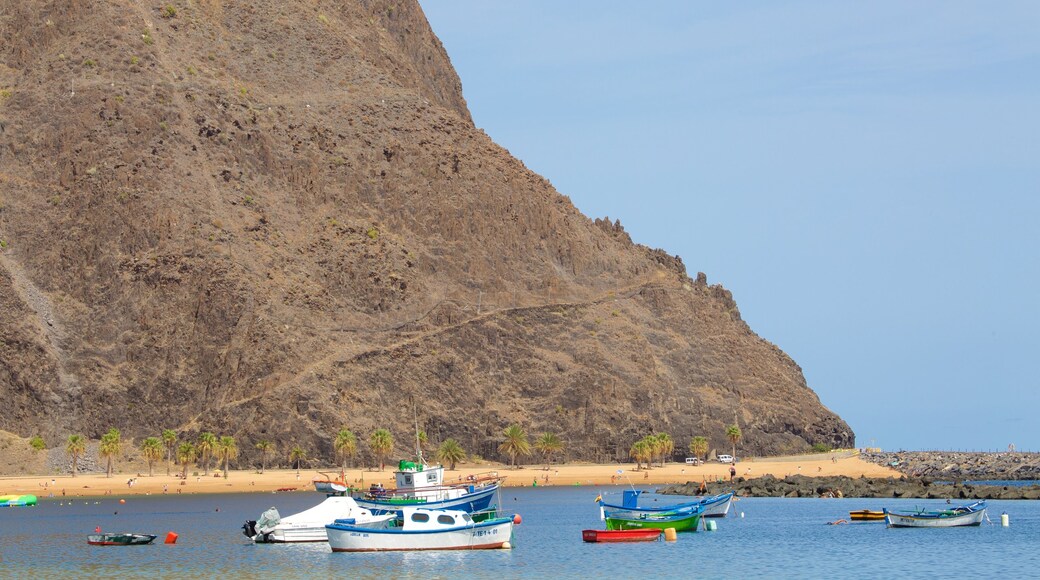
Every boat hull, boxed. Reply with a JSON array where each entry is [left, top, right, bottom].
[[849, 509, 885, 522], [86, 533, 156, 546], [884, 504, 986, 528], [355, 483, 498, 515], [328, 518, 513, 552], [606, 513, 701, 532], [581, 529, 661, 544], [600, 492, 733, 518], [242, 496, 394, 544]]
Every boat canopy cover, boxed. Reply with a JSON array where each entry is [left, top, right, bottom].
[[257, 507, 282, 533], [621, 490, 643, 509]]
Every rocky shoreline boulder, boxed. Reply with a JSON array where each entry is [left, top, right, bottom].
[[859, 451, 1040, 482], [657, 475, 1040, 500]]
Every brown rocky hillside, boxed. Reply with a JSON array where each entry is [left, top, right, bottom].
[[0, 0, 854, 473]]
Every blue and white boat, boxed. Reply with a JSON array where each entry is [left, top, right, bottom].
[[354, 459, 504, 515], [599, 490, 733, 518], [883, 501, 986, 528], [326, 506, 519, 552]]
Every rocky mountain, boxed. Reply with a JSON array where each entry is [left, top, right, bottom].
[[0, 0, 854, 469]]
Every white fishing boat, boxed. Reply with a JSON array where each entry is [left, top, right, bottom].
[[883, 501, 986, 528], [354, 455, 504, 513], [326, 507, 520, 552], [242, 496, 395, 544]]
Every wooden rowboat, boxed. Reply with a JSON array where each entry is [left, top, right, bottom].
[[86, 532, 155, 546], [885, 501, 986, 528], [581, 529, 662, 543], [849, 509, 885, 522]]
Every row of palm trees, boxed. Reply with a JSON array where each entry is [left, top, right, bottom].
[[56, 424, 582, 478], [66, 427, 238, 478]]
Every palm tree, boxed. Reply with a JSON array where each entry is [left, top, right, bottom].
[[289, 445, 307, 475], [437, 439, 466, 471], [628, 438, 653, 470], [535, 432, 564, 469], [332, 428, 358, 473], [140, 437, 168, 477], [498, 423, 530, 467], [368, 429, 393, 471], [216, 436, 238, 479], [177, 441, 199, 478], [726, 424, 743, 457], [655, 433, 675, 467], [690, 436, 708, 459], [160, 429, 177, 475], [196, 431, 216, 475], [66, 434, 86, 477], [98, 427, 123, 477], [254, 439, 275, 473]]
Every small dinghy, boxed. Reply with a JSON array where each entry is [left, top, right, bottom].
[[86, 532, 156, 546], [581, 529, 664, 543]]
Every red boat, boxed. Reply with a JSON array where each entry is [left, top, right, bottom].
[[581, 529, 662, 542]]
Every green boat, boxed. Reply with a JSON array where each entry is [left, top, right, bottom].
[[604, 510, 701, 532]]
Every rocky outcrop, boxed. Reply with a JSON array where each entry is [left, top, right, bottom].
[[0, 0, 855, 473], [658, 475, 1040, 500]]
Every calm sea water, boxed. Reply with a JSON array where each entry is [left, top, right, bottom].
[[0, 487, 1040, 579]]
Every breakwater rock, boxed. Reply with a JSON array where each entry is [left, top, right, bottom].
[[859, 451, 1040, 482], [657, 475, 1040, 500]]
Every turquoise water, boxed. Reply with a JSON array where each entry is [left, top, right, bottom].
[[0, 487, 1040, 579]]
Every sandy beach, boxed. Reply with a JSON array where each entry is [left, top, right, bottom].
[[0, 454, 901, 499]]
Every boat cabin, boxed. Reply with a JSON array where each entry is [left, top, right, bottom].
[[401, 507, 473, 531], [394, 460, 444, 492]]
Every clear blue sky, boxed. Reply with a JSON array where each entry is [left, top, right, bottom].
[[420, 0, 1040, 450]]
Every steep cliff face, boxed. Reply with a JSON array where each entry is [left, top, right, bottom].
[[0, 0, 853, 467]]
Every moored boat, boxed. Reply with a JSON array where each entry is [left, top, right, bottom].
[[326, 506, 519, 552], [598, 490, 733, 518], [242, 496, 395, 544], [354, 459, 504, 515], [604, 509, 701, 532], [581, 528, 664, 543], [86, 532, 156, 546], [849, 509, 885, 522], [884, 501, 986, 528], [0, 494, 36, 507]]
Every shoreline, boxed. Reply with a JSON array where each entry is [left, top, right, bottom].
[[0, 453, 903, 501]]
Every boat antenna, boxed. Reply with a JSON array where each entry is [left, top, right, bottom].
[[412, 396, 426, 465]]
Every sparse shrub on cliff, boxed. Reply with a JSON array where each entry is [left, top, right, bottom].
[[28, 436, 47, 452]]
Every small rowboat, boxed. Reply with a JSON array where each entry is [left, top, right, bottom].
[[885, 501, 986, 528], [849, 509, 885, 522], [581, 529, 664, 543], [86, 532, 155, 546]]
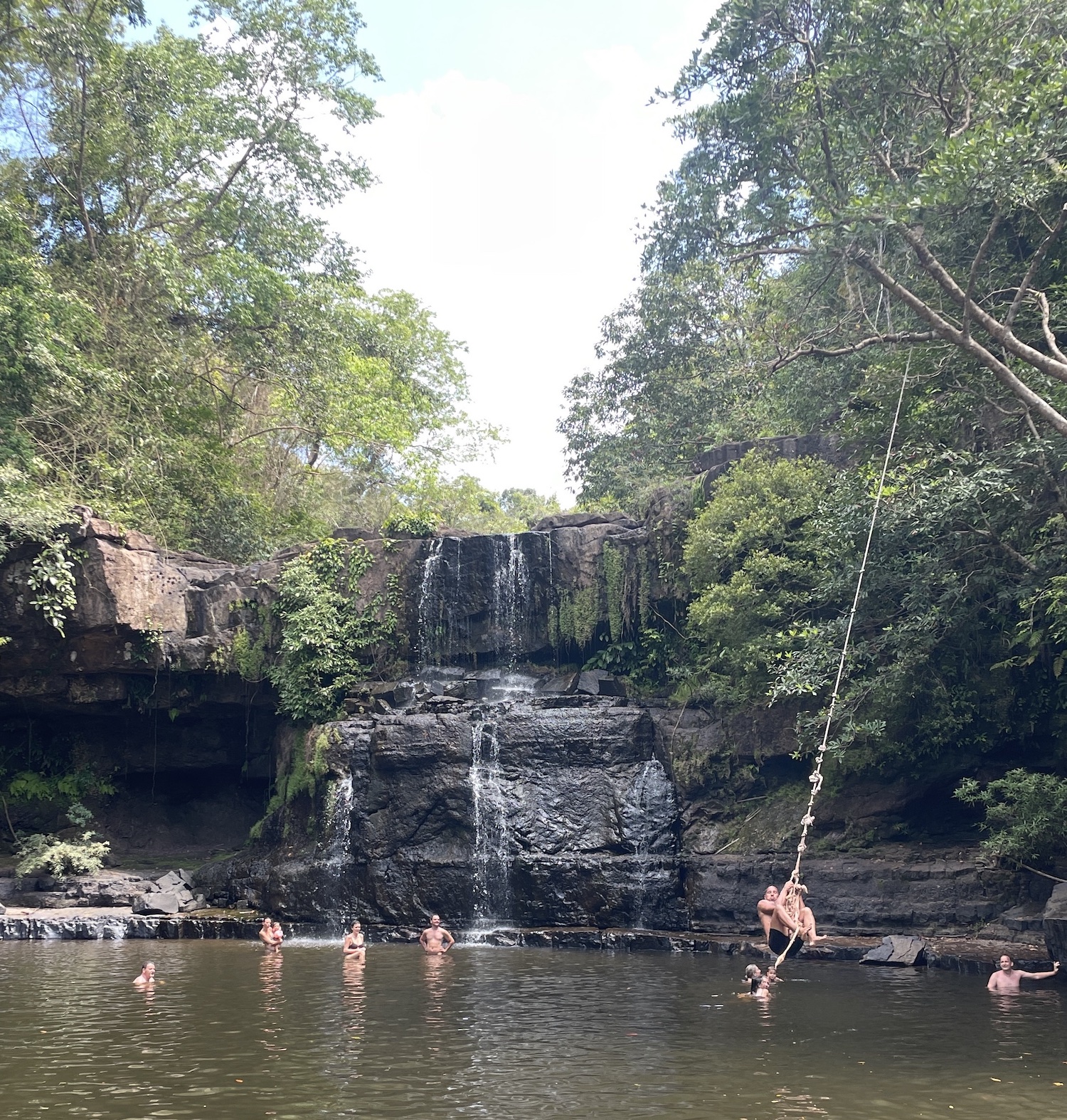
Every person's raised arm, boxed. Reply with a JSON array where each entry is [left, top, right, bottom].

-*-

• Exercise details
Recast the rows from the line holding "Every boat canopy" through the line holding "[[257, 507, 282, 533], [621, 490, 643, 509]]", inclusive, as a numbered list, omitting any blank lines.

• Solution below
1. Every boat canopy cover, boxed. Reply with a JSON array where each entry is [left, top, right, bottom].
2. [[257, 507, 282, 533], [621, 490, 643, 509]]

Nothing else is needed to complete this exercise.